### PASSAGE
━━━━━━━━━━━━━━━━━━━━━━━━━━━━━━
Bombs struck Sunnis leaving a mosque and attending a funeral in Iraq, killing dozens on Friday as tensions between Sunnis and Shiites fester.
At least 40 people were killed and 46 others were wounded Friday in two roadside explosions outside a Sunni mosque in the Iraqi city of Baquba, police and health officials told CNN. Baquba, the largest city in Diyala province, is about 60 kilometers (37 miles) north of Baghdad.
South of Baghdad in the town of al-Madaan, police said at least eight people were killed and 25 others were wounded Friday when a roadside bomb exploded at a funeral procession for the Sunni mayor of the town, who died on Thursday.
In the al-Jamia neighborhood in western Baghdad, a roadside bomb exploded outside the house of Sunni parliamentarian Ahmed al-Massari, wounding two bodyguards on Friday morning, police said. Al-Massari's brother was shot dead near his house in the Baghdad neighborhood of al-Bayaa on Thursday.
━━━━━━━━━━━━━━━━━━━━━━━━━━━━━━
### DATA FOR ANALYSIS
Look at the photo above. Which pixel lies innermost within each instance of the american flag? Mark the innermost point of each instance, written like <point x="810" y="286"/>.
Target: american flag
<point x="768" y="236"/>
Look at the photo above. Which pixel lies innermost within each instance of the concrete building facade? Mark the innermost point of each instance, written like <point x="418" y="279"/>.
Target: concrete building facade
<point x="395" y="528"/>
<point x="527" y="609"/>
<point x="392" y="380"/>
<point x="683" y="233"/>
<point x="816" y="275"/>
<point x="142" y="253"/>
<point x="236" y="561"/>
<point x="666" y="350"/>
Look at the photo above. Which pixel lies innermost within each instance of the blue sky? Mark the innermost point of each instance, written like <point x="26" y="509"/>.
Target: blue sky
━━━━━━━━━━━━━━━━━━━━━━━━━━━━━━
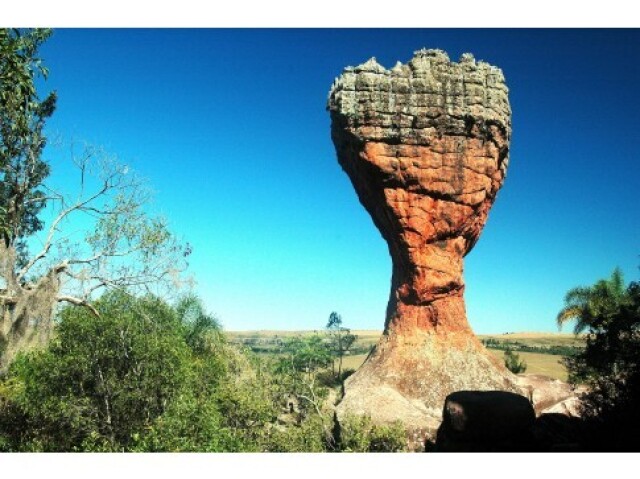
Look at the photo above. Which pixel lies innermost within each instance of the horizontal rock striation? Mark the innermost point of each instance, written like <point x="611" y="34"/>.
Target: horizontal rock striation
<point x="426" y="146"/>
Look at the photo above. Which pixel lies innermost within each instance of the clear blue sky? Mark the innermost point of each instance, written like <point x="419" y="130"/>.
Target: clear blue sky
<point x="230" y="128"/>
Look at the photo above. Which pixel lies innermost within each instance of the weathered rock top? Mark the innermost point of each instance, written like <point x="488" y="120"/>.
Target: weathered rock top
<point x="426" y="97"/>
━━━━━━━━━━━━━━━━━━━━━━━━━━━━━━
Update the stretch of the Iraq bombing report from "In the al-Jamia" through "al-Bayaa on Thursday.", putting "security guards" wherever "bodyguards" appears.

### TASK ANSWER
In the al-Jamia neighborhood in western Baghdad, a roadside bomb exploded outside the house of Sunni parliamentarian Ahmed al-Massari, wounding two security guards on Friday morning, police said. Al-Massari's brother was shot dead near his house in the Baghdad neighborhood of al-Bayaa on Thursday.